Regulators in the UK, Singapore, and South Korea are treating synthetic health data as non-personal only when residual disclosure risk is demonstrably low. For teams building or sharing synthetic datasets, the privacy bar is now explicit, not implied.
Regulators Set Conditions for Synthetic Health Data Sharing
Regulators in the UK, Singapore, and South Korea have issued guidance on when synthetic health data can be shared, and the message is consistent across jurisdictions: synthetic does not automatically mean anonymous. The key test is whether residual disclosure risk is demonstrably low, meaning organizations must be able to show that individuals cannot realistically be re-identified from the generated data. That shifts synthetic health data out of the marketing category and into a governed data product that still needs formal review before release.
For hospitals, research networks, healthtech vendors, and public-sector data holders, the practical burden is now clearer. Before sharing synthetic datasets with external partners, teams may need to document how the data was generated, what privacy controls were applied, how disclosure risk was evaluated, and whether the resulting dataset preserves enough utility for its intended use without exposing patients. In effect, the compliance question is no longer whether a dataset is synthetic, but whether the organization can defend the process and evidence behind it.
- Synthetic data programs now need documented risk assessments rather than broad claims that generation alone makes data safe to share.
- Teams moving health data across borders should expect jurisdiction-specific privacy review, because similar principles may be applied differently in the UK, Singapore, and South Korea.
- Model design, utility targets, privacy controls, and disclosure testing may all become part of the compliance record that regulators, auditors, or partners ask to see.
- Procurement, legal, and partnership teams may need to update data-sharing terms so approvals reflect residual-risk testing, permitted uses, and accountability for downstream handling.

----------

▶ [TASK DIRECTIONS]: According to the text on synthetic health data, what is the key test for whether synthetic health data can be shared? You won't need the records.

▶ [DATA UNDER STUDY]:
----------

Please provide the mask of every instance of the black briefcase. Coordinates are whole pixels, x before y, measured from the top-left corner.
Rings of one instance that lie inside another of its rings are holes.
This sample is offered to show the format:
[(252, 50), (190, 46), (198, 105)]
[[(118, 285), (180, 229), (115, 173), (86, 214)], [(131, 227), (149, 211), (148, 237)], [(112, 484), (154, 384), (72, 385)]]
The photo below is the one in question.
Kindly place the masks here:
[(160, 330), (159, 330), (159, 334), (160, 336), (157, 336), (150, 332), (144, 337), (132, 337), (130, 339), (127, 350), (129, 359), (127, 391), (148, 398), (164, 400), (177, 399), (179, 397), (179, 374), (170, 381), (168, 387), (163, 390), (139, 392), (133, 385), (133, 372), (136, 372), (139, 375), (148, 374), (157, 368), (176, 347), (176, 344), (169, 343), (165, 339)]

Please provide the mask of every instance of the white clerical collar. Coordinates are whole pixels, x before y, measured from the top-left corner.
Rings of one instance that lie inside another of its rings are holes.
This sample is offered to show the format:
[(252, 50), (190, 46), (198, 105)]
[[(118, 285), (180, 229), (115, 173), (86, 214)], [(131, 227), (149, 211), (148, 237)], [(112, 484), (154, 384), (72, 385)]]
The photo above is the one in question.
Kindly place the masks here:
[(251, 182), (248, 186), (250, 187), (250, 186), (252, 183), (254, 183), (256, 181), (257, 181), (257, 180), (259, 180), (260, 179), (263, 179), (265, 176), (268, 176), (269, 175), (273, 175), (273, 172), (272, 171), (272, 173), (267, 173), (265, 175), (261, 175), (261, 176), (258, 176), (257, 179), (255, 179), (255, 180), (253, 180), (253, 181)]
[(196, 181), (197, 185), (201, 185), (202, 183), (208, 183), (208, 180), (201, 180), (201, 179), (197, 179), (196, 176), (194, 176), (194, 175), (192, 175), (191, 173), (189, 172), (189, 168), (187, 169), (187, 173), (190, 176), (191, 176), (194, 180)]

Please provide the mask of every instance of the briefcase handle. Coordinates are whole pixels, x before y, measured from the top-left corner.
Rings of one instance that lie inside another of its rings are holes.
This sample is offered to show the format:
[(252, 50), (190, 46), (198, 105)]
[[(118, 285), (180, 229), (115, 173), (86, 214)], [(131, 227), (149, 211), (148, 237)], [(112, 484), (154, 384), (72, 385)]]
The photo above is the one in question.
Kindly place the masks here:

----------

▶ [PROBLEM SOLUTION]: The key test is whether residual disclosure risk is demonstrably low.